__Try it__: Reproduce every one of the entries below word for word, leaving out the pictures.

__Available records__:
++++
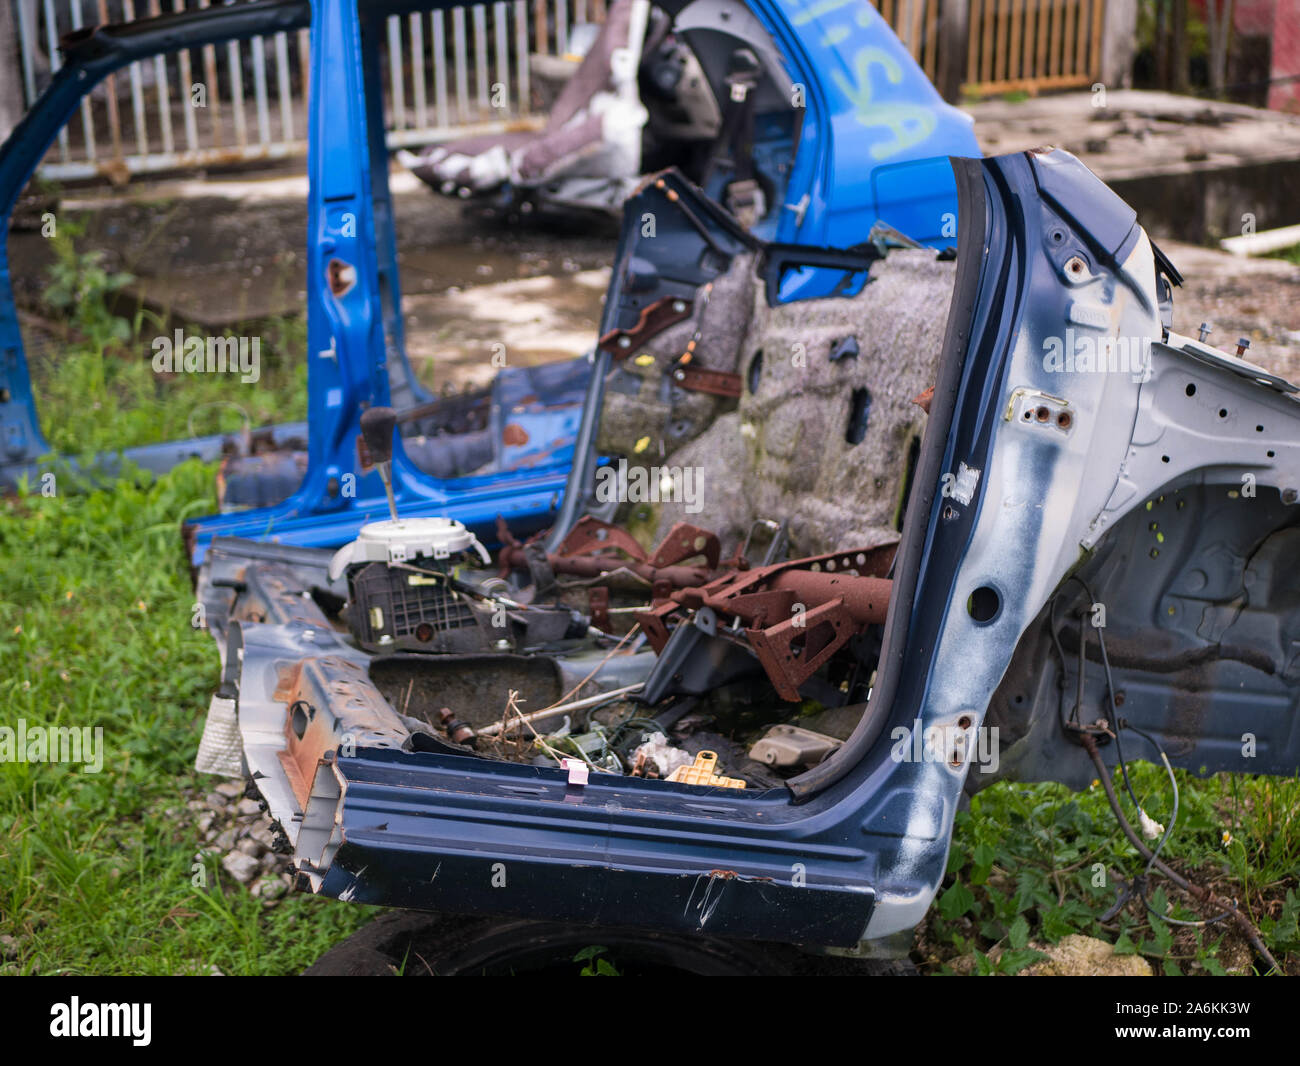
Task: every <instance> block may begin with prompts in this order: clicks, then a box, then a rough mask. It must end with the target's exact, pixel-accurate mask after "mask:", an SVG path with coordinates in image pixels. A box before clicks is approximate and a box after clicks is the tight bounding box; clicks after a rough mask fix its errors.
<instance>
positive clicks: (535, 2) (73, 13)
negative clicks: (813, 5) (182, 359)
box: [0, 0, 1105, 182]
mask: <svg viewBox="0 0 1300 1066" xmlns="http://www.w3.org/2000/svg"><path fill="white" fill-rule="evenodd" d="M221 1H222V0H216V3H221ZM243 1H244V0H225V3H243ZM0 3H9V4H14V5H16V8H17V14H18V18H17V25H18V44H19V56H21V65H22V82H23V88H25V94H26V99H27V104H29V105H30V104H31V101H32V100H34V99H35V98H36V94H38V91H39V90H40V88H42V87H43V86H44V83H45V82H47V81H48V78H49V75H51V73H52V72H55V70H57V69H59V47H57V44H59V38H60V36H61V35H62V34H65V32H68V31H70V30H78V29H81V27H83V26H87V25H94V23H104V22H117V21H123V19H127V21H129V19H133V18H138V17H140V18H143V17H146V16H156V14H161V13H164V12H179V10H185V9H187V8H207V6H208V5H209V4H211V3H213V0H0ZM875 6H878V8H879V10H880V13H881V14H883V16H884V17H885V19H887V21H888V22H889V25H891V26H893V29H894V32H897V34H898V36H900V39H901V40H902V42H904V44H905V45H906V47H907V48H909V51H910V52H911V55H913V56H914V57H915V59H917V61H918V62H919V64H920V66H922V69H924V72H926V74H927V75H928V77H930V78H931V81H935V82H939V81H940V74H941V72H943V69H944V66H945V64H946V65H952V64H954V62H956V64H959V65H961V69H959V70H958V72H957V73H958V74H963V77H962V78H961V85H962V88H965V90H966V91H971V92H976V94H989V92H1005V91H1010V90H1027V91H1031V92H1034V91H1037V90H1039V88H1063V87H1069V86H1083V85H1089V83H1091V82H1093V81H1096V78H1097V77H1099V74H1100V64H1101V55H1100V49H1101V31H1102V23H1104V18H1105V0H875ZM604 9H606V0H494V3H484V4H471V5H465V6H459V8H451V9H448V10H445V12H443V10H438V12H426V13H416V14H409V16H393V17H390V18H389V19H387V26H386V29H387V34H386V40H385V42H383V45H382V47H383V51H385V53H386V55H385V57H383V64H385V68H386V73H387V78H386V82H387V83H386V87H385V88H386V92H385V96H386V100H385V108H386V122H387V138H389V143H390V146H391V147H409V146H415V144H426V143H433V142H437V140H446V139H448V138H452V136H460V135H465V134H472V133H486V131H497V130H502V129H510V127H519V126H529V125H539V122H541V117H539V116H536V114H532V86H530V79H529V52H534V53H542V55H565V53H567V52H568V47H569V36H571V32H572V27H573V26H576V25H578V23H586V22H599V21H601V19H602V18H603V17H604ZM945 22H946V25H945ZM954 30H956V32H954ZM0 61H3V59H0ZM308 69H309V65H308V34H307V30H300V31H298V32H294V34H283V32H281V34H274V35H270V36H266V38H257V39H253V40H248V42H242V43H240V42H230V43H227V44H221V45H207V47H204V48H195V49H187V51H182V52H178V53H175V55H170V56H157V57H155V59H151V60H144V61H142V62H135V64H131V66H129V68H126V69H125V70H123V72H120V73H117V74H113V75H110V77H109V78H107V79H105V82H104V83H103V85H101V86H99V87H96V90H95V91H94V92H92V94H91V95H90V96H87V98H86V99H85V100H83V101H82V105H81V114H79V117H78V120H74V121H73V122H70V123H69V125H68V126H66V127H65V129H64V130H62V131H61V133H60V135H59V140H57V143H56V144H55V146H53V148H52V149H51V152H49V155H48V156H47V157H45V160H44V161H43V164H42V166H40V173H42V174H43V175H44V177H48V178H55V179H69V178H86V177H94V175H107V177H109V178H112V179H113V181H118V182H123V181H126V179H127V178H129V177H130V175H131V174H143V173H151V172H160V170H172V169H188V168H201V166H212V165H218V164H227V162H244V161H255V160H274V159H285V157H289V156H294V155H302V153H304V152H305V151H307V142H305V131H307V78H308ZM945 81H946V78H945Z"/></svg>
++++
__Reply__:
Task: every <instance> block may begin with prompts in this order: clicks, then a box, then a rough mask. It must end with the target's exact, pixel-accurate mask after "mask:", an SVG path with coordinates in image pixels. A box before clicks is approximate and a box after clicks is the tight bounding box; clicks after a rough mask fix its errors.
<instance>
positive clicks: (535, 2) (73, 13)
negative clicks: (813, 5) (182, 359)
box: [0, 0, 1105, 182]
mask: <svg viewBox="0 0 1300 1066" xmlns="http://www.w3.org/2000/svg"><path fill="white" fill-rule="evenodd" d="M221 1H222V0H216V3H221ZM243 1H244V0H225V3H243ZM0 3H9V4H14V5H16V8H17V14H18V18H17V25H18V44H19V56H21V65H22V82H23V88H25V94H26V99H27V104H29V105H30V104H31V101H32V100H34V99H35V98H36V94H38V91H39V90H40V88H42V87H43V86H44V83H45V82H47V81H48V78H49V75H51V73H52V72H55V70H57V69H59V47H57V44H59V38H60V36H61V35H62V34H65V32H68V31H70V30H78V29H81V27H83V26H87V25H94V23H104V22H117V21H123V19H127V21H129V19H133V18H138V17H140V18H143V17H146V16H156V14H161V13H164V12H179V10H185V9H187V8H207V6H208V5H209V4H211V3H213V0H0ZM875 6H878V8H879V10H880V13H881V14H883V16H884V17H885V19H887V21H888V22H889V25H891V26H893V29H894V32H897V34H898V36H900V39H901V40H902V42H904V44H905V45H906V47H907V48H909V51H910V52H911V55H913V56H914V57H915V59H917V61H918V62H919V64H920V66H922V69H924V72H926V74H927V75H928V77H930V78H931V81H935V82H939V81H940V74H941V72H943V69H944V66H945V64H946V65H952V64H954V62H956V64H959V65H961V69H959V70H958V72H957V73H958V74H963V77H962V78H961V85H962V88H965V90H966V91H971V92H976V94H989V92H1005V91H1010V90H1027V91H1031V92H1034V91H1037V90H1039V88H1063V87H1069V86H1083V85H1089V83H1091V82H1093V81H1096V78H1097V77H1099V74H1100V64H1101V55H1100V49H1101V31H1102V23H1104V18H1105V0H875ZM604 9H606V0H494V3H484V4H471V5H465V6H459V8H451V9H448V10H445V12H443V10H438V12H426V13H416V14H409V16H393V17H390V18H389V19H387V26H386V29H387V34H386V40H385V42H383V45H382V47H383V51H385V53H386V55H385V57H383V64H385V68H386V73H387V78H386V82H387V83H386V87H385V88H386V92H385V96H386V100H385V108H386V122H387V138H389V143H390V146H391V147H409V146H415V144H426V143H433V142H437V140H446V139H448V138H452V136H460V135H465V134H472V133H486V131H497V130H502V129H510V127H519V126H529V125H539V122H541V117H539V116H536V114H532V86H530V79H529V52H534V53H542V55H565V53H567V52H568V47H569V36H571V32H572V27H573V26H576V25H578V23H586V22H599V21H601V19H602V18H603V17H604ZM945 22H946V25H945ZM954 30H956V32H954ZM0 61H3V59H0ZM308 69H309V65H308V34H307V30H300V31H298V32H294V34H283V32H281V34H274V35H270V36H266V38H257V39H253V40H248V42H242V43H240V42H230V43H227V44H221V45H207V47H204V48H195V49H187V51H182V52H178V53H175V55H170V56H157V57H155V59H151V60H144V61H142V62H135V64H131V66H129V68H126V69H125V70H123V72H120V73H117V74H113V75H110V77H109V78H107V79H105V82H104V83H103V85H101V86H99V87H96V90H95V91H94V92H92V94H91V95H90V96H87V98H86V99H85V100H83V101H82V105H81V114H79V117H78V120H74V121H73V122H70V123H69V125H68V126H66V127H65V129H64V130H62V131H61V133H60V135H59V140H57V143H56V144H55V146H53V148H52V149H51V152H49V155H48V156H47V157H45V160H44V161H43V164H42V166H40V173H42V174H43V175H44V177H48V178H55V179H69V178H86V177H94V175H107V177H109V178H112V179H113V181H118V182H123V181H126V179H127V178H129V177H130V175H131V174H143V173H151V172H160V170H172V169H188V168H201V166H212V165H218V164H227V162H244V161H255V160H274V159H285V157H289V156H294V155H302V153H304V152H305V151H307V142H305V131H307V78H308ZM945 81H946V78H945Z"/></svg>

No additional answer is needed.